Write out all of the data without omission, exactly as shown.

#### Records shown
▽

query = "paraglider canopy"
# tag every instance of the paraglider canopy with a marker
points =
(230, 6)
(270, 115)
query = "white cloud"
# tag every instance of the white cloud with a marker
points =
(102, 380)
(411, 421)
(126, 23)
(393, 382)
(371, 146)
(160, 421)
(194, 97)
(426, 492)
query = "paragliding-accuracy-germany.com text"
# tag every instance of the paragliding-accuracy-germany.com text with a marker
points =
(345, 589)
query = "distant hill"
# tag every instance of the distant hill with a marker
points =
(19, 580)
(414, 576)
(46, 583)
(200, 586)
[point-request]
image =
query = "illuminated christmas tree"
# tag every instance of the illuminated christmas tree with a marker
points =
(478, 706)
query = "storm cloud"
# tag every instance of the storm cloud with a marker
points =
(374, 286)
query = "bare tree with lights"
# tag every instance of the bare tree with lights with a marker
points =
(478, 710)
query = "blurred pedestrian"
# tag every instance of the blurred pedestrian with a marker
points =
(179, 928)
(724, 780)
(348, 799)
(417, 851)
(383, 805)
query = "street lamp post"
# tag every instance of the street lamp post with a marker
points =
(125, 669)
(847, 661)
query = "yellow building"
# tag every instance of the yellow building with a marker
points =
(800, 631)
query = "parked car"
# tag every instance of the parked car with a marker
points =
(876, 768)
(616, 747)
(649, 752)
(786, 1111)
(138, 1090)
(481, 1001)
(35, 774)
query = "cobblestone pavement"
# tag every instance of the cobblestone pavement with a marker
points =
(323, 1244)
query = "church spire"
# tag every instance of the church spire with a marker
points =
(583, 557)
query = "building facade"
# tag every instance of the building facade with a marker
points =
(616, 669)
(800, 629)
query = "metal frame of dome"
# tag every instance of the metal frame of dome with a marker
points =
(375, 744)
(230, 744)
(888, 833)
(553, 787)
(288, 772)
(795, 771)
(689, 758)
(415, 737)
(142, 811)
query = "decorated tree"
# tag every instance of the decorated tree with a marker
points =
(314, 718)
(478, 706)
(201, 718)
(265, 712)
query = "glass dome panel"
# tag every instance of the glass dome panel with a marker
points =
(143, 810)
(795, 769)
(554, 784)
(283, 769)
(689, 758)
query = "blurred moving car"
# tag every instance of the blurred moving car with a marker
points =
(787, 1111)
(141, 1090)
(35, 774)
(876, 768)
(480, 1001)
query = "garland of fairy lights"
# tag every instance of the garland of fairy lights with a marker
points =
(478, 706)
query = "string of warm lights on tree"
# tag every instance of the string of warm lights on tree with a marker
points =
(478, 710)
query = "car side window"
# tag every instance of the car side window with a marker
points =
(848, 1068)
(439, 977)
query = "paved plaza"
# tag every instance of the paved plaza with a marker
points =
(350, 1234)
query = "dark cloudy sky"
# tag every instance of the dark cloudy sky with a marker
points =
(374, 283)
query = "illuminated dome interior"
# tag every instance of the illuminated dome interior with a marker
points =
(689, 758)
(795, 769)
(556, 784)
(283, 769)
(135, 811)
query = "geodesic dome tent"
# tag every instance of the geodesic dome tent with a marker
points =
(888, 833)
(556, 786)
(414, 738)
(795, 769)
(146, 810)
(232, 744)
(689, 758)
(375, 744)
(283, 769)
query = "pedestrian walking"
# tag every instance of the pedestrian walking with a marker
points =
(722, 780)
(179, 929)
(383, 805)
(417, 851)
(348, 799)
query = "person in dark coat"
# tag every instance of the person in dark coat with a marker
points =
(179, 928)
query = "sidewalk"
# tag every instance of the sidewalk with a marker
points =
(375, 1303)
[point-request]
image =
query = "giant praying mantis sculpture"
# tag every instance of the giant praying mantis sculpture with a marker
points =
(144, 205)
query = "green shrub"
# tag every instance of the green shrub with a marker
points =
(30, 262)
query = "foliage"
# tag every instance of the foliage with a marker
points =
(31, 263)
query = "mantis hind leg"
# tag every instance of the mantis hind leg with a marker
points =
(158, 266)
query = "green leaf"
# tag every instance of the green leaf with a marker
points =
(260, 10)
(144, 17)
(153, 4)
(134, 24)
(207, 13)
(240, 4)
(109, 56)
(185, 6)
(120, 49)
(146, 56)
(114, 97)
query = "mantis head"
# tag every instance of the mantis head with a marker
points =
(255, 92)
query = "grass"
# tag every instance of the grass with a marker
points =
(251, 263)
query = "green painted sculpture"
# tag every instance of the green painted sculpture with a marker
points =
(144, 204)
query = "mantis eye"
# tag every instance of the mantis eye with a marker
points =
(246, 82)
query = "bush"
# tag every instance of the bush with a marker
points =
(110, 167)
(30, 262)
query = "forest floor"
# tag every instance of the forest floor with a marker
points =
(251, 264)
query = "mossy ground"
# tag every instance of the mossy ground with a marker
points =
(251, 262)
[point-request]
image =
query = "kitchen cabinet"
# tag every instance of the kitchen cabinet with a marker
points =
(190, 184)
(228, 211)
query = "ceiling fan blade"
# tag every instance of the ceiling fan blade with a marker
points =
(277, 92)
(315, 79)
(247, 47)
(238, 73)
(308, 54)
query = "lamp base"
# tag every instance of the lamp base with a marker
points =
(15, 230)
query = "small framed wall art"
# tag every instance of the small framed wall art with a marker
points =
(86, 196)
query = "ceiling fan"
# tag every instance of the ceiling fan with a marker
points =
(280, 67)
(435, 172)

△

#### Task output
query = "paraglider canopy"
# tag every instance of the paraglider canopy with a marker
points =
(230, 6)
(270, 115)
query = "white cloud"
# tag every instance of the white cloud with a marker
points =
(102, 380)
(411, 421)
(126, 23)
(393, 382)
(371, 146)
(160, 421)
(194, 97)
(426, 492)
query = "paragliding-accuracy-germany.com text"
# tag every instance of the paragliding-accuracy-germany.com text with a marker
points =
(345, 589)
query = "distant hill"
# tag every instance of the distant hill with a marker
points =
(19, 580)
(414, 576)
(46, 583)
(200, 586)
[point-request]
image =
query = "illuminated christmas tree"
# tag every instance of the illuminated christmas tree with a marker
points =
(478, 706)
query = "storm cloud"
# tag every instance of the storm cloud with a marker
points =
(374, 286)
query = "bare tree with lights"
# tag every instance of the bare tree with lights with a marker
points =
(478, 710)
query = "blurred pedestrian"
# tag every instance of the blurred pedestrian with a marker
points =
(179, 928)
(724, 780)
(348, 799)
(417, 851)
(383, 805)
query = "street lamp post"
# tag every instance of the street lamp post with a marker
points =
(125, 669)
(847, 661)
query = "yellow building"
# tag every instance of the yellow building with a marker
points =
(800, 631)
query = "parked car"
# tag every instance of the parked car with a marker
points =
(876, 768)
(616, 747)
(649, 752)
(786, 1111)
(138, 1090)
(481, 1001)
(35, 774)
query = "cobblestone pavement"
# tag every instance of the cobblestone pavement with a marker
points =
(323, 1244)
query = "church spire"
# tag every instance of the church spire with a marker
points =
(583, 557)
query = "building facade"
# tag every instance of the building facade with a marker
points =
(616, 669)
(800, 629)
query = "metal frame of dome"
# tag every instance of the metal frame of dome with a marker
points =
(375, 744)
(230, 744)
(888, 833)
(553, 787)
(288, 772)
(795, 771)
(689, 758)
(415, 737)
(142, 811)
query = "decorated tree"
# tag every instance of the decorated tree with a marker
points =
(314, 718)
(478, 706)
(201, 718)
(265, 712)
query = "glass dome panel"
# tag every instance of the glass dome panel with a marker
points =
(143, 810)
(795, 769)
(554, 784)
(283, 769)
(689, 758)
query = "blurred moving car"
# tag every instance of the blurred moving car with a marker
points =
(787, 1111)
(141, 1090)
(35, 774)
(876, 768)
(480, 1001)
query = "garland of fairy lights"
# tag every instance of the garland of fairy lights with a marker
points =
(478, 706)
query = "string of warm lights on tree"
# tag every instance of the string of warm lights on tree with a marker
points =
(478, 710)
query = "car side window"
# tag every instance of the car side window with a marker
points =
(848, 1068)
(439, 977)
query = "paved plaza"
# tag every instance of the paved plaza with a marker
points =
(350, 1234)
query = "dark cloudy sky"
# tag every instance of the dark cloudy sky with a marker
points =
(374, 283)
query = "illuminated dome interior"
# tag every instance of the illuminated dome interior with a marker
points =
(689, 758)
(795, 769)
(556, 784)
(283, 769)
(135, 811)
query = "geodesic dome tent"
# tag every instance of the geodesic dome tent with a marker
points =
(888, 833)
(556, 786)
(414, 738)
(795, 769)
(146, 810)
(232, 744)
(689, 758)
(375, 744)
(283, 769)
query = "pedestrian walking"
# tag every instance of the pedestrian walking with a marker
points =
(722, 780)
(179, 929)
(383, 805)
(417, 851)
(348, 799)
query = "person in dark coat"
# tag every instance of the person in dark coat with a marker
points =
(179, 928)
query = "sidewalk"
# tag every instance of the sidewalk with a marker
points =
(375, 1303)
[point-request]
image =
query = "giant praying mantis sculpture"
# tag every instance of the giant praying mantis sculpture with a marker
points =
(144, 205)
query = "green shrub"
# tag every instance of the green shrub with a marker
points =
(30, 262)
query = "foliage"
# tag every instance of the foliage with a marker
points =
(31, 263)
query = "mantis hind leg"
# tag every instance of the mantis hind leg with a marker
points =
(158, 266)
query = "green leaf"
# tag every instance of the green leaf with a marker
points =
(260, 10)
(144, 17)
(153, 4)
(134, 24)
(207, 13)
(240, 4)
(109, 56)
(185, 6)
(120, 49)
(146, 56)
(114, 97)
query = "mantis head"
# tag every instance of the mantis head with a marker
points =
(255, 92)
query = "grass"
# tag every instance of the grass with a marker
points =
(251, 263)
query = "green painted sculpture"
# tag every instance of the green painted sculpture with a marker
points =
(144, 204)
query = "mantis eye"
# tag every instance of the mantis eye with a marker
points =
(246, 82)
query = "bush"
# tag every instance of the bush with a marker
points =
(110, 167)
(30, 262)
query = "forest floor"
# tag every instance of the forest floor with a marker
points =
(251, 264)
query = "mossy ground"
# tag every instance of the mossy ground with a marker
points =
(251, 262)
[point-request]
image =
query = "kitchen cabinet"
# tag every instance of the kitchen cabinet with a marker
points =
(190, 184)
(228, 211)
query = "ceiling fan blade"
# tag every instance of the ceiling fan blade with a marker
points =
(277, 92)
(315, 79)
(247, 47)
(238, 73)
(308, 54)
query = "lamp base"
# tag every instance of the lamp base with a marker
points =
(15, 230)
query = "small framed wall art"
# tag every instance of the small framed wall art with a marker
points =
(86, 196)
query = "ceiling fan"
# tag every instance of the ceiling fan with a marker
points =
(280, 67)
(435, 172)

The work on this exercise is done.